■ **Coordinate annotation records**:

-- Begin --

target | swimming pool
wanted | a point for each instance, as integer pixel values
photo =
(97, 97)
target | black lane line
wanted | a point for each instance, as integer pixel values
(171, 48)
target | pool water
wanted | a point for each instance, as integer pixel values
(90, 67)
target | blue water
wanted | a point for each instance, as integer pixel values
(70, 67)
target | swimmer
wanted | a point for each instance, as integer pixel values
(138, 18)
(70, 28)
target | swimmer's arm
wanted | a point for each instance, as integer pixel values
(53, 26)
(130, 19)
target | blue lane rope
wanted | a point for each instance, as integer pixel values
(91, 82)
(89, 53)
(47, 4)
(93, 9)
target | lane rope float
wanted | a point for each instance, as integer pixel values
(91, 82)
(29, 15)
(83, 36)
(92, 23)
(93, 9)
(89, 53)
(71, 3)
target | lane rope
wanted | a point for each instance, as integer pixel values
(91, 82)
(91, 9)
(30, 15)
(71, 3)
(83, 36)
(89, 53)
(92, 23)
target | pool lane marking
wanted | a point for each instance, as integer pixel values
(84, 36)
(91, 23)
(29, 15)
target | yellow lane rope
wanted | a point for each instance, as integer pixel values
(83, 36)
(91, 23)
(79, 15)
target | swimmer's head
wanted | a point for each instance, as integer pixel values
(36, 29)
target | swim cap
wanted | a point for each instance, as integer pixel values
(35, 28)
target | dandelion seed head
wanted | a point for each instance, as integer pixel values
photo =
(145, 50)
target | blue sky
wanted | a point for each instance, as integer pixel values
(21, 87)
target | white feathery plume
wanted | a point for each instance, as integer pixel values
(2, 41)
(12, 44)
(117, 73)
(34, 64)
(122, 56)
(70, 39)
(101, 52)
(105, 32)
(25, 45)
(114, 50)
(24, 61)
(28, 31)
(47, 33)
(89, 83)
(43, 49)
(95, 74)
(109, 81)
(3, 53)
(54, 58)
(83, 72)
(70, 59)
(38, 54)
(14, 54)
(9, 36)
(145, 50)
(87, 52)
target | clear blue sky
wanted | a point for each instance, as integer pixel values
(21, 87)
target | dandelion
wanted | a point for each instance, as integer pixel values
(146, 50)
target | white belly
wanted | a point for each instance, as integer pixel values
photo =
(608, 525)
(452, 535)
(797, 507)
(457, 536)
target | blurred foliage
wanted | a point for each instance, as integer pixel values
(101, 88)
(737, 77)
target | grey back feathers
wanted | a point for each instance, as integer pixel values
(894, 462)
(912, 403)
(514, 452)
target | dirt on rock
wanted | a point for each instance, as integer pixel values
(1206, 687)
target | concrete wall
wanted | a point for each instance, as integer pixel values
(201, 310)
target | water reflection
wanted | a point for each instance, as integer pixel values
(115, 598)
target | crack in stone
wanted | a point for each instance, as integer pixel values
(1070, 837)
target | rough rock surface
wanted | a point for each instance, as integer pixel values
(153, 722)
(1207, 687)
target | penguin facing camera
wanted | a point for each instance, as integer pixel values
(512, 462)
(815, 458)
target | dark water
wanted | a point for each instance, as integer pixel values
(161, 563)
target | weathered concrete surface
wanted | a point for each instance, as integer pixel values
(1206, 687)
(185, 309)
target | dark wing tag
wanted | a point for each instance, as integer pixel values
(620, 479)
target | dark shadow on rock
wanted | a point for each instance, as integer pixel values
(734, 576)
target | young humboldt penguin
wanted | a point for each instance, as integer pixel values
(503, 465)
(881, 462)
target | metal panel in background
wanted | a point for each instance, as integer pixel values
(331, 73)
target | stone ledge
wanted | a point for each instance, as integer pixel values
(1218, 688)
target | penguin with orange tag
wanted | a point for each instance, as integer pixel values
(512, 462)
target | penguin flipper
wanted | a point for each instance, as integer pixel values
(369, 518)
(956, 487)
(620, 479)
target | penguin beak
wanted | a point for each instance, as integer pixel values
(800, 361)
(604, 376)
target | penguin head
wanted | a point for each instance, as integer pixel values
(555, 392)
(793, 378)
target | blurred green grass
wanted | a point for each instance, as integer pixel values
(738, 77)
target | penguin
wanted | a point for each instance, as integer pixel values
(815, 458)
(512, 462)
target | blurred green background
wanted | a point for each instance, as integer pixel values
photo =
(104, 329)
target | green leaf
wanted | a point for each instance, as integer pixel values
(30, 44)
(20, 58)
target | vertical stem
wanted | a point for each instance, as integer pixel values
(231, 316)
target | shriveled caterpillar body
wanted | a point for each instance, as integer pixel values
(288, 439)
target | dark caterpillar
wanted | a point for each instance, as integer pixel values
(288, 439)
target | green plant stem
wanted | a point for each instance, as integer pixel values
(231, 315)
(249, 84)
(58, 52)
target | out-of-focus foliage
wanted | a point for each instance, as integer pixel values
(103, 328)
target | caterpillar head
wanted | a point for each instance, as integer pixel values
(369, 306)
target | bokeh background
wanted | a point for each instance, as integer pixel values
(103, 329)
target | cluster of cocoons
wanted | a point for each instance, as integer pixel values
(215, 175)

-- End --

■ **Exercise objective**: Retype the records above exactly.

■ **Written response**:
target | swimming pool
wanted | a point for each instance, as integer pixel values
photo =
(97, 97)
target | black lane line
wanted | a point for each instance, as integer pixel values
(171, 48)
target | pool water
wanted | a point for each instance, as integer pixel values
(90, 67)
target | blue water
wanted | a point for each instance, as integer pixel values
(70, 67)
target | swimmer
wanted | a point for each instance, as integer pixel values
(138, 18)
(70, 28)
target | swimmer's arm
wanted | a point for each instance, as integer pixel values
(53, 26)
(130, 19)
target | blue lane rope
wanted | a point for each instance, as integer pixel values
(91, 82)
(89, 53)
(47, 4)
(93, 9)
target | lane rope float
wanted | a point for each instance, as integer pixel values
(91, 82)
(29, 15)
(83, 36)
(92, 23)
(93, 9)
(89, 53)
(71, 3)
target | lane rope
wanted | a point for each instance, as integer pixel values
(91, 82)
(91, 9)
(30, 15)
(71, 3)
(83, 36)
(89, 53)
(92, 23)
target | pool lane marking
wanted | a point for each instance, as integer pixel values
(84, 36)
(91, 23)
(29, 15)
target | yellow lane rope
wanted | a point for each instance, as integer pixel values
(83, 36)
(91, 23)
(79, 15)
target | swimmer's head
wanted | a point for each instance, as integer pixel values
(36, 29)
target | swim cap
wanted | a point for each instance, as integer pixel values
(35, 28)
target | dandelion seed head
wanted | a point for each instance, as integer pixel values
photo =
(145, 50)
target | blue sky
wanted | a point for each instance, as integer pixel values
(21, 87)
target | white feathery plume
wanted | a point for each instance, as integer pixel values
(2, 41)
(12, 44)
(117, 73)
(34, 64)
(122, 56)
(70, 39)
(101, 52)
(105, 32)
(25, 45)
(114, 50)
(24, 61)
(28, 31)
(47, 33)
(89, 83)
(43, 49)
(95, 74)
(109, 81)
(3, 53)
(54, 58)
(83, 72)
(70, 59)
(38, 54)
(14, 54)
(9, 36)
(145, 50)
(87, 52)
target | clear blue sky
wanted | a point for each instance, as integer pixel values
(21, 87)
target | dandelion
wanted | a point for each instance, as integer pixel values
(146, 50)
target | white belly
wanted | a point for each instance, as integer pixel values
photo =
(608, 525)
(452, 535)
(797, 507)
(457, 536)
target | blurred foliage
wanted | a point for each instance, as integer pixel values
(101, 88)
(737, 77)
target | grey back feathers
wanted | a point for each instance, as integer pixel values
(894, 462)
(912, 403)
(514, 452)
target | dirt on rock
wanted | a point for each instance, as integer pixel values
(1206, 687)
target | concrete wall
wanted | a point for each instance, as integer pixel values
(201, 310)
target | water reflection
wanted | a point for each instance, as integer pixel values
(115, 598)
target | crack in stone
wanted | a point for each instance, as integer pixel values
(1070, 837)
target | rough rock surface
wanted | a point for each instance, as integer pixel values
(153, 722)
(1207, 687)
target | penguin facing camera
wanted | a point for each instance, as integer pixel values
(512, 462)
(815, 458)
target | dark water
wanted | a point for each instance, as integer pixel values
(161, 563)
target | weathered concrete surface
wanted | a point for each instance, as integer pixel values
(1206, 687)
(185, 309)
target | dark wing tag
wanted | a point for each instance, as integer pixel values
(620, 479)
target | dark shadow on rock
wanted | a point for each instance, as integer pixel values
(734, 576)
target | young humboldt penguin
wanted | a point for each instance, as integer pixel values
(503, 465)
(881, 462)
target | metal panel in background
wanted | a point for each instance, as integer pixel values
(331, 73)
target | stone ledge
wanted | a point for each instance, as integer pixel values
(1218, 688)
target | penguin with orange tag
wanted | a point for each instance, as integer pixel values
(512, 462)
target | penguin flipper
wanted | a point for each instance, as integer pixel values
(369, 518)
(956, 487)
(620, 479)
target | penguin beak
wanted | a point for each instance, as integer pixel values
(800, 361)
(604, 376)
target | penguin head
wanted | a point for each instance, as integer pixel values
(555, 392)
(793, 378)
target | blurred green grass
wanted | a point for each instance, as integer pixel values
(738, 77)
target | penguin
wanted | a point for each instance, as integer pixel values
(815, 458)
(512, 462)
target | blurred green background
wanted | a point for each instance, as integer pixel values
photo =
(104, 329)
target | green leaf
wanted | a point for each instance, as integer pixel values
(30, 44)
(20, 58)
target | vertical stem
wanted | a point for each instance, as integer pixel values
(231, 316)
target | shriveled caterpillar body
wanted | a point for each instance, as integer pixel values
(288, 439)
target | dark caterpillar
wanted | a point for each instance, as integer pixel values
(288, 439)
target | green plant stem
wanted | a point for each instance, as integer pixel values
(231, 315)
(249, 84)
(58, 52)
target | out-of-focus foliage
wanted | a point for each instance, as integer pixel values
(103, 328)
target | caterpillar head
wanted | a point for each instance, as integer pixel values
(369, 306)
target | bokeh background
wanted | a point for each instance, as integer pixel values
(103, 329)
target | cluster of cocoons
wanted | a point for each instance, as integer pixel values
(215, 175)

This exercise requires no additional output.